• TASK BRIEF
Write out exactly the lines running from the one that contains "Please drop a marker on every instance of the turquoise" through the end of the material.

• DATASET EXTRACT
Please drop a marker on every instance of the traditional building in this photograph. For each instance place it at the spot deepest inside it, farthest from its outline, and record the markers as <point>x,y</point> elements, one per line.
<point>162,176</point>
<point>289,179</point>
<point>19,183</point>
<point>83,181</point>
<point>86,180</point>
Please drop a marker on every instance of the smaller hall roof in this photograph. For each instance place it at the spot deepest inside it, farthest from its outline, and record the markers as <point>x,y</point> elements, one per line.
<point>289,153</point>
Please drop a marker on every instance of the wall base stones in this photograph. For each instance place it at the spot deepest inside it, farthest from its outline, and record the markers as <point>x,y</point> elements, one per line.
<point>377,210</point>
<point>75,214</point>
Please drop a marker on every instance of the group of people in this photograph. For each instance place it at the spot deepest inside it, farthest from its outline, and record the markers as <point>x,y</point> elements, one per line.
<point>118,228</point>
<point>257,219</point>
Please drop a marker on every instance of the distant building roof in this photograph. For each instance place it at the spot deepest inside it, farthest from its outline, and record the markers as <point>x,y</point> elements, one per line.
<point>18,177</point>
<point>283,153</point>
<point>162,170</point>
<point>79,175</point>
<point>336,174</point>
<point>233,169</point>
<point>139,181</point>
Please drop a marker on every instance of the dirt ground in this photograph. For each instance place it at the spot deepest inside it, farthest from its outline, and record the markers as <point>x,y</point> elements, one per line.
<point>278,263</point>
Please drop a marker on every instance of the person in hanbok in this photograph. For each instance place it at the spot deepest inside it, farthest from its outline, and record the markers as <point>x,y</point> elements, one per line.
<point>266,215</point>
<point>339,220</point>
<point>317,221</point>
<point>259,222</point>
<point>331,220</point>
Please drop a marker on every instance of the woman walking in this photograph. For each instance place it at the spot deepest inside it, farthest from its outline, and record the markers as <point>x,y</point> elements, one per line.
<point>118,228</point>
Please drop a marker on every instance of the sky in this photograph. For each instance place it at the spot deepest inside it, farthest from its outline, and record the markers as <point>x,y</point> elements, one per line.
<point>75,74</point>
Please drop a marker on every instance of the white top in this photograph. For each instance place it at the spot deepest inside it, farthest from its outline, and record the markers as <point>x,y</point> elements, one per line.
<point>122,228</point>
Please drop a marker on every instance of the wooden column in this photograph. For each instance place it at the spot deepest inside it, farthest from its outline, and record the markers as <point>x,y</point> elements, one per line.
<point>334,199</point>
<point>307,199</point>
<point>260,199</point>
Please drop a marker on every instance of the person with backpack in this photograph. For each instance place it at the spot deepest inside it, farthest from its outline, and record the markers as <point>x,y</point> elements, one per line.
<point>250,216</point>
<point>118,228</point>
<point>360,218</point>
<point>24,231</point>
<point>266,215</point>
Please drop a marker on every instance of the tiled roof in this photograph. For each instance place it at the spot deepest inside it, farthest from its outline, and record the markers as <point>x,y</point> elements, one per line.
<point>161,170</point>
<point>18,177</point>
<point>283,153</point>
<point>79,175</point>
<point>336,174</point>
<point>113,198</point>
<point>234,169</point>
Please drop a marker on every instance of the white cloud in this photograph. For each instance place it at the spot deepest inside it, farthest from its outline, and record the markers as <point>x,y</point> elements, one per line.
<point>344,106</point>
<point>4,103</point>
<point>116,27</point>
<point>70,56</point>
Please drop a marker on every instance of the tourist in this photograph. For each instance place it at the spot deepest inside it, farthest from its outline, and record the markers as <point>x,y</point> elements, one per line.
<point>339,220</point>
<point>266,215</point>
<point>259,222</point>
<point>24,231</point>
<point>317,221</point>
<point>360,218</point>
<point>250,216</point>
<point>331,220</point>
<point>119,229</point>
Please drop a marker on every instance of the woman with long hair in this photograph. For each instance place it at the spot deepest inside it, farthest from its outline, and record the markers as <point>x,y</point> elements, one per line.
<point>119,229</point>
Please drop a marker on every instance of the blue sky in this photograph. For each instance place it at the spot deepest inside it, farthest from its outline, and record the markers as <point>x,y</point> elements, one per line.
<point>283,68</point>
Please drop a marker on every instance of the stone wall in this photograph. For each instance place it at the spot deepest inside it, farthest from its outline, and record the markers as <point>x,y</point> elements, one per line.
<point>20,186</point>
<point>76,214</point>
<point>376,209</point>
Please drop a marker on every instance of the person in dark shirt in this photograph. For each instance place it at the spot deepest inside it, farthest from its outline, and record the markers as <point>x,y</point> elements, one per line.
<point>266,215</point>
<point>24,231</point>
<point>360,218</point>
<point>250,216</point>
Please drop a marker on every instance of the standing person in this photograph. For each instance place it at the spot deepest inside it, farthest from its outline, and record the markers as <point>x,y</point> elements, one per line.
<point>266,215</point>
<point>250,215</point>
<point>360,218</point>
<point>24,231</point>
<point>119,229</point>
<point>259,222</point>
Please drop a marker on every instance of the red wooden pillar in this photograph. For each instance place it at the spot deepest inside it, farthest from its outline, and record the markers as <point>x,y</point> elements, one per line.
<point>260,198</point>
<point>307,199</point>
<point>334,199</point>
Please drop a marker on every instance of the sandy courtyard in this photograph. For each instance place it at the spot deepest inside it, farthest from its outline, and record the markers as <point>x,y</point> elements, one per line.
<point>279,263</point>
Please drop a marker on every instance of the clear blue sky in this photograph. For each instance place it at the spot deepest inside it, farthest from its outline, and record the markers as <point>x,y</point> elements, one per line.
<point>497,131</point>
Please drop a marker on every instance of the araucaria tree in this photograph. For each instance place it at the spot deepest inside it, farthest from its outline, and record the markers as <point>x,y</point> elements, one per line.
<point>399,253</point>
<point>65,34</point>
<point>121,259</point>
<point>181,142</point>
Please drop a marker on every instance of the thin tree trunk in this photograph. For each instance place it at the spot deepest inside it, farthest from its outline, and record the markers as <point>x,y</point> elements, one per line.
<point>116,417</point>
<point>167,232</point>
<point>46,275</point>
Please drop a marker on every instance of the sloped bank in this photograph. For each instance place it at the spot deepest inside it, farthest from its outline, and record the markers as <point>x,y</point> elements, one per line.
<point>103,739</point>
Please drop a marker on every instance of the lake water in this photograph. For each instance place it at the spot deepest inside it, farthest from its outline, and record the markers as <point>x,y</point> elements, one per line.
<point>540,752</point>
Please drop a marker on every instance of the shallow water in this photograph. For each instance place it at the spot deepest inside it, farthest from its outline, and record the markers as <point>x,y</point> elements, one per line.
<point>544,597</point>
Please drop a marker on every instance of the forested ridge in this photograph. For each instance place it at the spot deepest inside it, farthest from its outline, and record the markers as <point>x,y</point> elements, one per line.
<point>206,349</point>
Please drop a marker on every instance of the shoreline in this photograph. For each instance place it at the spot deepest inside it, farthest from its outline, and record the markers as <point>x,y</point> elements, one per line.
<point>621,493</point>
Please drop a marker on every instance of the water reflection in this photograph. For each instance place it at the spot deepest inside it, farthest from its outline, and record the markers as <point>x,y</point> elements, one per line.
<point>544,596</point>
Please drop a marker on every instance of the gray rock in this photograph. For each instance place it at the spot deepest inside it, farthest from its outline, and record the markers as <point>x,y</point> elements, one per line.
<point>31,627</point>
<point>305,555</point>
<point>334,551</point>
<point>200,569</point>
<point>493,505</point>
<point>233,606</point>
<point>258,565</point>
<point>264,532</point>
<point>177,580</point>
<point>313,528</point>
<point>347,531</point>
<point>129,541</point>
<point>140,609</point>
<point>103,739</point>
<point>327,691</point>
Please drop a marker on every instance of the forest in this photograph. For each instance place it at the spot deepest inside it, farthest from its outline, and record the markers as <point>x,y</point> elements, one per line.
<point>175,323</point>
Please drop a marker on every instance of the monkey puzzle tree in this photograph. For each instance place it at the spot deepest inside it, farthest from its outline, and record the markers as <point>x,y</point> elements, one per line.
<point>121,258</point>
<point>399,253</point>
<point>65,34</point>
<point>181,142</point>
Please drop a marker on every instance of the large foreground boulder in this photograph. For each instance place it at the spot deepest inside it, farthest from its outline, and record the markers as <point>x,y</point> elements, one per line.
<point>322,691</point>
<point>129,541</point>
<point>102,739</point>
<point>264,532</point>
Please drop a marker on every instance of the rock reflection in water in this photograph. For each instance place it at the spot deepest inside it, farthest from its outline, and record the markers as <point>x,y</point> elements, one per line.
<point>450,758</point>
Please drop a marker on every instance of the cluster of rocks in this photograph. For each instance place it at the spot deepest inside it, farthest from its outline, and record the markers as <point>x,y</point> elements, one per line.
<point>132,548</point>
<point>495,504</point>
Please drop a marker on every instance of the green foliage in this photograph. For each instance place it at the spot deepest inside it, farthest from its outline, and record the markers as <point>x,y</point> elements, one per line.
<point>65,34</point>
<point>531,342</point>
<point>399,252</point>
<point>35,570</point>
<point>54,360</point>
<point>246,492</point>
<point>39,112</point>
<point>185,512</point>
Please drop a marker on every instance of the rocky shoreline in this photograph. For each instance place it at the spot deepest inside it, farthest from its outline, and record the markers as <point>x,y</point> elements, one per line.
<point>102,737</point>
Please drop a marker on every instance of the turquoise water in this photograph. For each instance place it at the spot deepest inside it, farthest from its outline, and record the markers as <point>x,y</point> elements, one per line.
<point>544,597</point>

• RESULT
Please drop a marker on every instance of the turquoise water in this photograph. For each instance place it at the spot deepest inside it, farthest from its outline, and record the markers as <point>x,y</point> elements, one per line.
<point>544,597</point>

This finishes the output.